▶ [Task]
Reproduce each of the following items verbatim, omitting the pictures from your output.

▶ [Available records]
------------

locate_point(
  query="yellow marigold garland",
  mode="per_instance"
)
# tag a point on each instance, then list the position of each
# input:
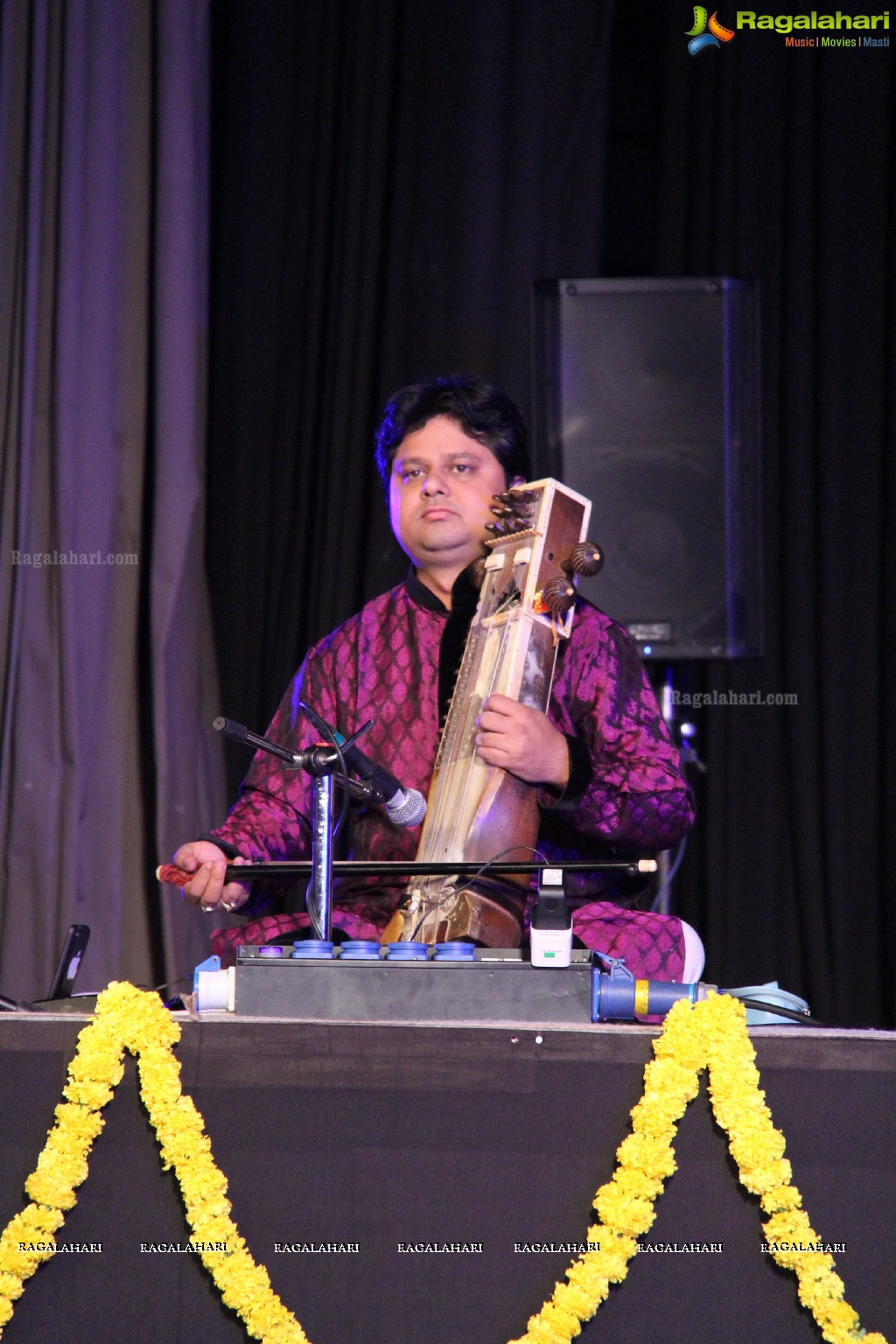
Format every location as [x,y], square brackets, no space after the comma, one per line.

------------

▶ [Task result]
locate_point(
  query="yellow marigold garland",
  mode="per_instance"
)
# tag a point on each instance, then list the position of each
# input:
Format every location as [x,y], square brackets, no space after the comma, one per line.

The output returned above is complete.